**EXERCISE TASK**:
Resume the film review of Three Kings below, continuing directly after its final sentence.

By Steven Lloyd Wilson | Film | October 14, 2009 |

By Steven Lloyd Wilson | Film | October 14, 2009 |

“Just tell me what we did here!” -Archie Gates

The Greatest Generation gets World War II, the Boomers get saddled with Vietnam, and what does Generation X draw? The freaking Gulf War. The war so nice, we fought it twice.

Films on the Gulf War were few and far between, partly because it was such a short engagement from start to finish, but also because it felt more like a sporting event than a shooting war. By the time Three Kings hit theaters in 1999, that three day turkey shoot in the sand was ancient history. Zoom in, restore the status quo ante, zoom out. Less than 300 Americans died, which is also how many die every three days or so on our freedom loving highways, so it didn’t much sink into the national consciousness. Being set in the Gulf War actually gave Three Kings an off-the-wall setting at the time, feeling almost quaint in the way it stirred up political blood eight years dry. I remember seeing it in theaters, not yet twenty, impressed by the film but unable to suppress a lingering doubt as to the salience of the film’s bitter conclusions about a forgotten war. Two years later history dropped the other shoe and now ten years on Three Kings rings truer than it did when it first came out.

Three Kings represents one of George Clooney’s first real forays into the intelligent and politically messaged films that have become his signature in the last decade. Before Three Kings, his career trajectory was essentially: “ER” hotness -> Batman & Robin -> Gay Dog on “South Park” -> presumably a few romcoms and then back to a TV role. Instead, Three Kings, along with the previous year’s Out of Sight, was the pivot that swung Clooney’s career down the road that led to Good Night & Good Luck, Syriana, etc. Three Kings also saw the emergence of Marky Mark as a legitimate actor sans prosthetic, Jamie Kennedy actually being amusing, Spike Jonze in a rare appearance, and Ice Cube playing Ice Cube.

**MATERIAL PROVIDED**:
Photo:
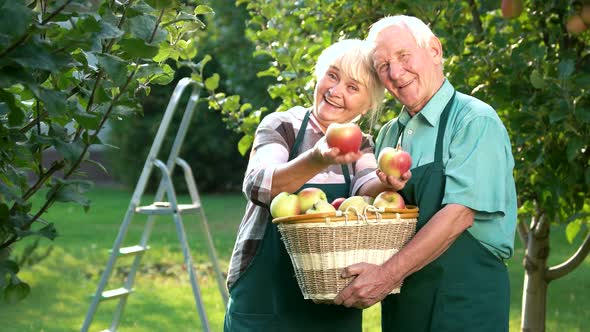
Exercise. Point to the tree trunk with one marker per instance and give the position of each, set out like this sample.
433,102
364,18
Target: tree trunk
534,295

--

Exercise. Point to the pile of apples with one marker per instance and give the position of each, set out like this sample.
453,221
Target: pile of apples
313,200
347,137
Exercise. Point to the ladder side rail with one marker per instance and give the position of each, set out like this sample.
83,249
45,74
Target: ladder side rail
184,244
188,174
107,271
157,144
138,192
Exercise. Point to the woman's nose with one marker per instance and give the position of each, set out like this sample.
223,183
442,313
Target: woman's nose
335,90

==

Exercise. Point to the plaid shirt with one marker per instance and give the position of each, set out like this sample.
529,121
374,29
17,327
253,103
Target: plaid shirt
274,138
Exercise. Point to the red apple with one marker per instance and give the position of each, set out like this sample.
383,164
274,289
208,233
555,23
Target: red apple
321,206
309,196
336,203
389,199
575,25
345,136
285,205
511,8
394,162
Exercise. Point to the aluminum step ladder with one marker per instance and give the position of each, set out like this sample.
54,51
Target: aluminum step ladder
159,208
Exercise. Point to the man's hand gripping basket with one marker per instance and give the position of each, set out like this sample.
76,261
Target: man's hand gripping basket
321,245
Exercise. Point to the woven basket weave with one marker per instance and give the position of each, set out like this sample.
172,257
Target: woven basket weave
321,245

**ANSWER**:
The film opens in the closing days of the first Gulf War, when men were men and wars lasted a proper three days. There is confusion on the battlefield, are they supposed to be shooting the Iraqis or taking them prisoner? No one really knows, but once a map is found smuggled up the bum of one of the fleeing Republican Guards, the central plot lurches into motion: dart out into the dessert and steal one of Saddam’s caches of gold bullion before the invading American army gets organized enough to lock down on any looting. It’s Kelly’s Heroes updated for the Gulf War, with the same basic plot, the cynical dismissal of the conflict in general, and the dark humor to pull off the combination of heist, war epic, and road trip.

Three Kings is not subtle at face value, pouring oil down Mark Wahlberg’s throat when he can’t say why America is really fighting the Iraqis in the first place. But it’s clever in that it works on a second level as well: the specific story of the protagonists precisely echoes the overall story of American involvement in the region. America might be there with guns because of the oil, but Gates and his team are there with guns because of the gold. Even as Gates cynically dismisses the war, he chases after the exact same thing himself.

The film surprises us by allowing Gates and his team to recover the gold fairly quickly and then breaking off into a political foray. They succeed in their heist only to stumble across one of the open dirty secrets of American history, up there with Prague and Budapest, the inconvenient bits of reality that don’t make it into the shining narrative. America exhorted the Iraqi people to rise up against Saddam Hussein, but stopped its victorious army at the border and watched as Saddam’s helicopters slaughtered the revolting crowds. In the film, Gates sacrifices the gold in order to save some of the rebels, getting them across the Iranian border ahead of Saddam’s repression. They could have simply turned their backs on the rebels and walked away with the pile of gold about an hour into the film. The fact that the film forces the moral issue is what lifts it above being simply a retread of a dozen other heist films crossed with a minor war.

If it hadn’t been for certain events of the last decade, Three Kings would probably be completely forgotten by now along with the war in which it was set, but our current world lends Three Kings an eerie prescience along with its heaping of dark humor.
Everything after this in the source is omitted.